• **Qué se pide**: Según el texto sobre el aborto con medicamentos, ¿qué porcentaje de los abortos fueron químicos en Escocia el año pasado?

• **Texto para analizar**:

La famosa plandemia trajo muchas cosas que no esperábamos, pero que sí tenían preparadas los que perpetraron ese inicio de un nuevo orden mundial. Uno de esos regalos adicionales ha sido el aborto a base de medicamentos abortivos. En muchos lugares del mundo podías quedarte sin trabajo, sin sueldo, sin alimentos, sin derechos y sin libertad… pero no sin abortar. Las grandes empresas farmacéuticas, las que cada vez más se merecen el nombre de Farmafia entran de lleno en el negocio de la eliminación, repugnante negocio del que antes habían disfrutado los médicos amorales y las grandes multinacionales de la muerte de bebés por nacer, como Planned Parenthood. Que por cierto, tiene su parte en este nuevo siniestro pastel, ya que promociona y distribuye a las mujeres embarazadas los medicamentos abortivos.
Las cifras son claras: el año pasado en Escocia el 98,1% de los abortos fueron químicos. En EEUU, con cifras totales que continúan siendo escalofriantes pese a la derogación de la ley Roe v. Wade, suponen ya un 63% del total, unos 650.000 bebes. Estos medicamentos son la mifepristona, que bloquea la progesterona matando al niño, y el misoprostol, que facilita su expulsión, ya muerto. En internet se encuentra la información de las dosis necesarias.
Comenzamos hace mucho por el autoservicio en restaurantes y gasolineras… el ahorro y la rapidez son imbatibles. En este aborto de autoservicio se llega a todas partes fácilmente, y es barato. El médico, si lo hay, porque ya en algunos sitios te lo venden sin receta, pasa la consulta vía telefónica. Y respecto a lo económico del sistema, aunque el negocio está garantizado por márgenes y cantidad de ventas, por encima de las ganancias estaría siempre la ventaja conseguida en la ingeniería social: la deshumanización final del bebe y la reducción poblacional. Por eso, el objetivo es sobre todo la facilidad de acceso y utilización.
Esta modalidad de matar a los hijos tiene, además, otras muchas ventajas. Muchas no, las tiene todas. Es imposible contabilizar los abortos con medicamentos dados libremente, que es a lo que nos están llevando. Así se evitan esas odiosas cifras que, si antes interesaba airear para dejar clara la necesidad de leyes que facilitaran el crimen y se justificaran en tal demanda, ahora son un aldabonazo en la conciencia de cualquiera con un poco de sensibilidad: el aborto es cada vez más un método anticonceptivo en el que se mata a un ser humano de forma totalmente normalizada.
A esto se añade la imposibilidad de certificar que se está dentro de los plazos legales de eliminación de embriones. De hecho, ya hay casos de bebés viables y más que viables envenenados con el medicamento en un claro caso de vulneración de leyes e incluso, infanticidio. Pero ¿a quién le importa? ¿A la madre convencida de quitarse un problema? ¿A los que creen que somos muchos? No hay nada más desprotegido y vulnerable que un niño no nacido.

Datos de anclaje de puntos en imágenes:
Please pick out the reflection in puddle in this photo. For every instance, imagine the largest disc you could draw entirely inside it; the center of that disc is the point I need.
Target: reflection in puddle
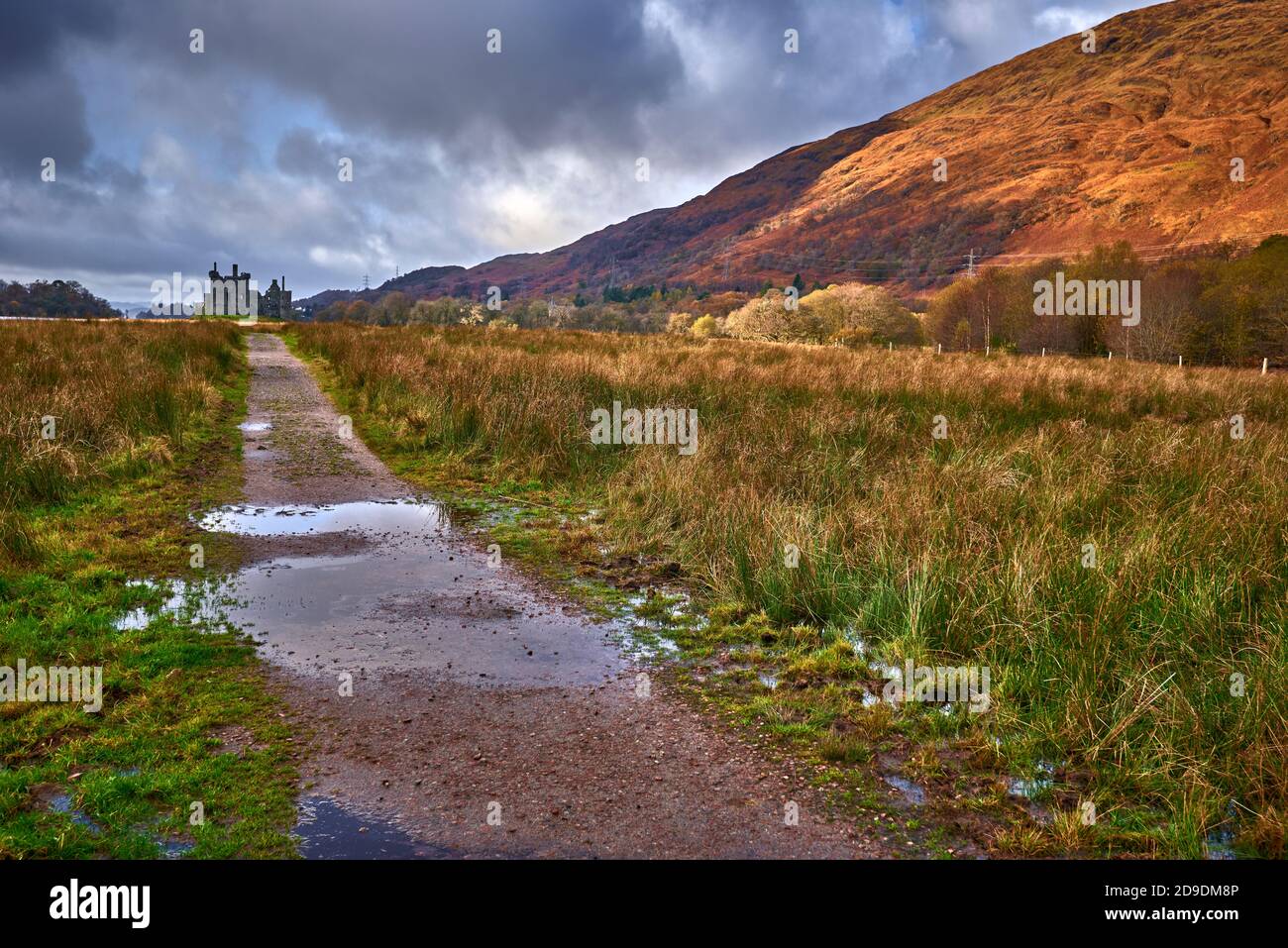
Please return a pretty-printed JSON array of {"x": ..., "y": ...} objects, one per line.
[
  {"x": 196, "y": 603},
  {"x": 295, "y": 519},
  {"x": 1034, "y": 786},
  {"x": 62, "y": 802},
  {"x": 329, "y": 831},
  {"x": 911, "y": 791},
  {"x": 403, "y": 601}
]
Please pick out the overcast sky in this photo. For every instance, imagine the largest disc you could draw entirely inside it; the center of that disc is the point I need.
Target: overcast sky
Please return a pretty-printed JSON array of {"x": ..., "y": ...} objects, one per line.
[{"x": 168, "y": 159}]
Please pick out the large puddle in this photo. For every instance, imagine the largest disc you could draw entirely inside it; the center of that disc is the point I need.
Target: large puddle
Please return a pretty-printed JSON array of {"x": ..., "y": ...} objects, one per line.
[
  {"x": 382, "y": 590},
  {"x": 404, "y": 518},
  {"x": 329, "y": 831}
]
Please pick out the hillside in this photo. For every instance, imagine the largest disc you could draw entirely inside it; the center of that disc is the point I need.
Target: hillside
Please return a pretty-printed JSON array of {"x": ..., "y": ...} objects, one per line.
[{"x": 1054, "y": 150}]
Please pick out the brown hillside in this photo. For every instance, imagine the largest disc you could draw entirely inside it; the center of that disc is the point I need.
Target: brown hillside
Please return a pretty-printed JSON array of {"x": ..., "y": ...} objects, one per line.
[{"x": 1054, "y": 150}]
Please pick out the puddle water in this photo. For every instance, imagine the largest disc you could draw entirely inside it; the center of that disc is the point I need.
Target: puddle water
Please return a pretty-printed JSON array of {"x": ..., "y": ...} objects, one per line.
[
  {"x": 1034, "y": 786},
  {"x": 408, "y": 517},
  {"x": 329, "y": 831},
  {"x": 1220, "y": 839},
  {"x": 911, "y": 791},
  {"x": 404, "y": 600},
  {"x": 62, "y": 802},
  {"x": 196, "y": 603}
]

• **Respuesta**: El 98,1%.